Assigned task
Print again, word for word, all of the records below, and leave the pictures out.

Records from a data source
[Start of Attachment]
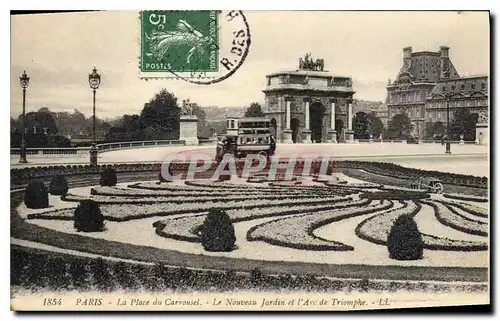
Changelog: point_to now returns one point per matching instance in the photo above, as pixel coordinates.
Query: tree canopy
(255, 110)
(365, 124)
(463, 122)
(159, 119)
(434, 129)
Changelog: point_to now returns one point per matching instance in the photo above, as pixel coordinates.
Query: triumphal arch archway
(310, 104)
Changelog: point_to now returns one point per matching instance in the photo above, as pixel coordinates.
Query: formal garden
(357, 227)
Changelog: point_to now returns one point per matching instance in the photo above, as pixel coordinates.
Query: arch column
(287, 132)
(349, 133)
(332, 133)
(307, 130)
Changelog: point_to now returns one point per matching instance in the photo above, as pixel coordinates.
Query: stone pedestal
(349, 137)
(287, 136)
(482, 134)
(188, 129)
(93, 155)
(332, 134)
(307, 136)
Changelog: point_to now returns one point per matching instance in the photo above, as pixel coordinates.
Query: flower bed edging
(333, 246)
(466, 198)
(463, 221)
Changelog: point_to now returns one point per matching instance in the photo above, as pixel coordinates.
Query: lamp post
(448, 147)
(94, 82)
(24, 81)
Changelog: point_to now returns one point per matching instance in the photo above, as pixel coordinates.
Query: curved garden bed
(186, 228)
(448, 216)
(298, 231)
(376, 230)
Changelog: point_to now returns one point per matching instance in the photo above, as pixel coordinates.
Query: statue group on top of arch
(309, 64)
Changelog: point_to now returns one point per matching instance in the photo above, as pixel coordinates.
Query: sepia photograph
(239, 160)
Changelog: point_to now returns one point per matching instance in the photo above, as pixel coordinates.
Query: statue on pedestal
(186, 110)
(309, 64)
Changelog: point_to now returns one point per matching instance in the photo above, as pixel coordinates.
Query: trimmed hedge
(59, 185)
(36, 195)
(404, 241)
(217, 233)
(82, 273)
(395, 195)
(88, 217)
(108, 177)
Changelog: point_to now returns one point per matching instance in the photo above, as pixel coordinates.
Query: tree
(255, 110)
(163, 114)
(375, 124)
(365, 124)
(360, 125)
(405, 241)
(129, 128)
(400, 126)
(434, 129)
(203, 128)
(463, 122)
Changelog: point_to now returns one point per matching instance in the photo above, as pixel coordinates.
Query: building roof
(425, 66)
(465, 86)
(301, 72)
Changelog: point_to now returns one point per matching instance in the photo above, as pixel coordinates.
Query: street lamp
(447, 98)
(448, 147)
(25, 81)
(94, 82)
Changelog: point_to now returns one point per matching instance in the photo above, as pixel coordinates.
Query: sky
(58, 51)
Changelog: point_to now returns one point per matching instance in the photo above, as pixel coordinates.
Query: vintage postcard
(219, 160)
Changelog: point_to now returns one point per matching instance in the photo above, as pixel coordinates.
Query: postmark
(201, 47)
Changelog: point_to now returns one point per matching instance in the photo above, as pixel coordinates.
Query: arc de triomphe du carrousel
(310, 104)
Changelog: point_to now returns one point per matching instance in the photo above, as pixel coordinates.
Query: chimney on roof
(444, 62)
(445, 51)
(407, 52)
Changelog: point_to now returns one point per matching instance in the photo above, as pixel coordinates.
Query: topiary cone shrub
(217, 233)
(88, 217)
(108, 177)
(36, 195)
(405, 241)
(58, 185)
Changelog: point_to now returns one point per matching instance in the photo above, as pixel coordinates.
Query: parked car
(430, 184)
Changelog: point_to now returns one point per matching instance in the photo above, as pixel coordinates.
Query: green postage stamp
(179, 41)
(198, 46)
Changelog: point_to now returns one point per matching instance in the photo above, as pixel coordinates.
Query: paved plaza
[End of Attachment]
Answer
Changelog: point_to now returns one point per matching instance in the photo above, as pixel coordinates.
Query: tree canopy
(255, 110)
(365, 124)
(463, 122)
(159, 119)
(434, 129)
Changelog: point_to now returns one point per matching instance in the photo above, as pixel coordinates.
Query: triumphal arch archway
(310, 104)
Changelog: point_to now returns one point per matching instance in the photo above, as pixel coordinates.
Query: formal garden
(357, 227)
Changelog: point_to now returns one point per matching instance in the photo above, as pixel coordinates.
Query: arch column
(287, 132)
(349, 133)
(332, 133)
(307, 130)
Changelog: point_to now returns one point per matching instance in the photo above, as pixel coordinates.
Query: stone pedestal
(349, 137)
(287, 136)
(482, 134)
(188, 129)
(93, 155)
(332, 134)
(307, 136)
Changelog: point_to now returns one point per matching instance in the photo above, as pixel coordinates.
Query: flower bed edging
(333, 246)
(466, 198)
(463, 221)
Changelog: point_to now returns one point per matching instance in the photo above, as pixel coordinates.
Query: lamp post
(448, 147)
(94, 82)
(24, 81)
Changelog: point_to now returns one point per matching instance in the photo above, as pixel coordinates.
Query: curved garden bed
(186, 228)
(448, 216)
(298, 231)
(376, 230)
Changelog: point_to now returns one point per matching instance in the photo above, as pixel coordinates.
Query: statue group on top of arch
(309, 64)
Changelog: point_to now returns one point per matching instance in the photo above, as pixel coordinates.
Query: sepia photograph
(239, 160)
Changelog: point_to now returns one point per matching instance in the photo above, as pixel coordinates.
Query: statue on pedestal
(186, 110)
(309, 64)
Changelog: point_to now returns one point per matching instance in the photo above, as pixel coordinates.
Query: trimmed hedge
(59, 185)
(36, 195)
(404, 241)
(217, 233)
(82, 273)
(395, 195)
(88, 217)
(108, 177)
Changelog: point_to now returns one point per matching instance in the photo above, as pixel coordinates.
Query: tree
(255, 110)
(163, 114)
(375, 124)
(365, 124)
(360, 125)
(405, 241)
(129, 128)
(400, 126)
(434, 129)
(203, 128)
(463, 122)
Changelog: point_to now returns one point per matching instance in the photo above, as pixel coordinates.
Query: building roof
(425, 66)
(465, 86)
(301, 72)
Changelog: point_to now returns one point per matching instance in the photo above, as pixel coordinates.
Query: street lamp
(447, 98)
(448, 147)
(25, 81)
(94, 82)
Changelog: point_to now returns one point per matching instance in the photo above, as pixel coordinates.
Query: sky
(58, 51)
Changelog: point_to now returns one point per matching instance in the photo above, as pixel coordinates.
Query: vintage postcard
(219, 160)
Changelog: point_to now returns one point per matching instance in the photo above, as pixel coordinates.
Query: postmark
(201, 47)
Changelog: point_to now returns one point per matching instance in the photo above, as pixel coordinates.
Query: arc de triomphe du carrousel
(310, 104)
Changelog: point_to now returns one point per matching instance in the photo above, as pixel coordinates.
Query: chimney on roof
(444, 62)
(445, 51)
(407, 52)
Changelog: point_to now returns one point per matching instance in the photo above, as pixel coordinates.
Query: topiary cone shrub
(217, 233)
(88, 217)
(108, 177)
(36, 195)
(405, 241)
(58, 185)
Changelog: point_to now returns one point per matching instance in the photo above, as pixel coordinates.
Query: parked car
(430, 184)
Changelog: point_to now returns one point per matching instance in the photo above, as pixel coordinates.
Query: green postage stamp
(179, 41)
(198, 46)
Changelog: point_to now returns one point per matching instance in the photo above, as pixel coordinates.
Query: paved plaza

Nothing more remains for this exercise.